**Task goal**
In the excerpt below about the "ur-Lolita" problem, what term did Michael Maar suggest for the parallels instead of plagiarism?

Start of Excerpt provided

When I say, "once again," it's because he's zigged and zagged on the question over the past two years since I first provoked comment from him that he would "probably destroy" Laura.
He made that statement in an e-mail exchange we had about an essay I'd written on the "ur-Lolita" problem: the discovery by a German professor of an obscure novella published in Berlin in 1916 that seemed to prefigure some features of V.N.'s later Lolita. The "ur-Lolita" disclosure was mistakenly characterized as a "plagiarism" scandal by some of the less acute members of the European press, although the German professor, Michael Maar, explicitly said the parallels were not plagiarism and suggested instead a case of "cryptomnesia"—the technical term for, say, reading something in 1916 and not having a conscious memory of it 20 years later, so that one isn't aware of the source when elements of it surface in one's own later work.
In any case, when I asked Dmitri about Laura—this was two years ago—he said he was inclined to burn it because of the lamentable state of what he called "Lolitology."

End of Excerpt provided
Start of Provided data

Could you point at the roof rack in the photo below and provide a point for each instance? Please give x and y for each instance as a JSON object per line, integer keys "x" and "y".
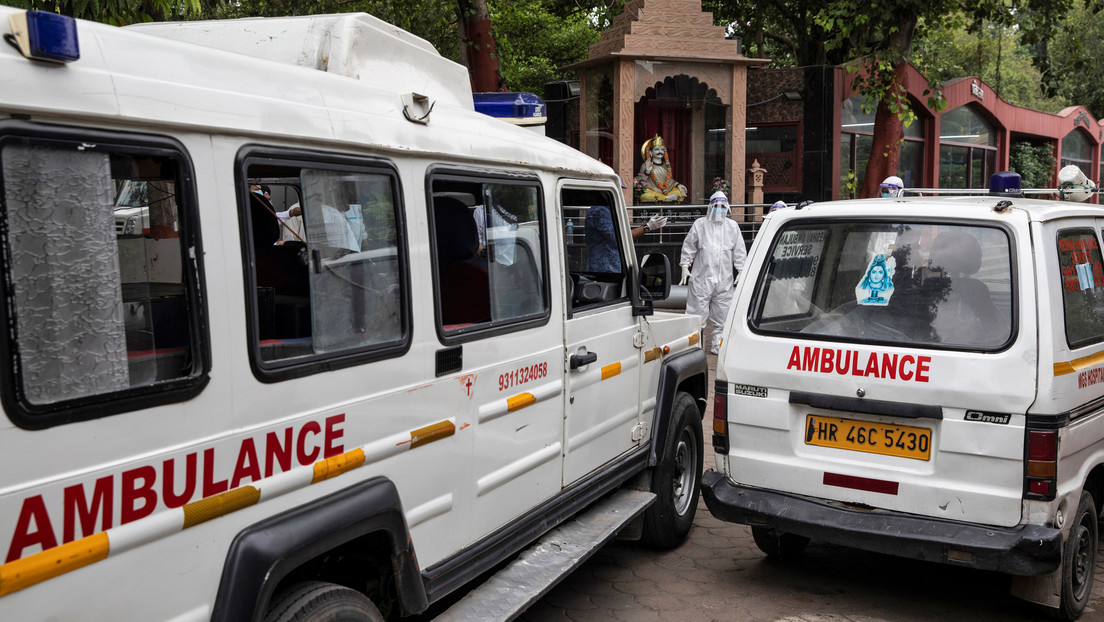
{"x": 1073, "y": 186}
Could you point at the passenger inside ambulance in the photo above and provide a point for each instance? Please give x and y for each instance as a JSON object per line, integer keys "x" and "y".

End of Provided data

**The completed task**
Cryptomnesia.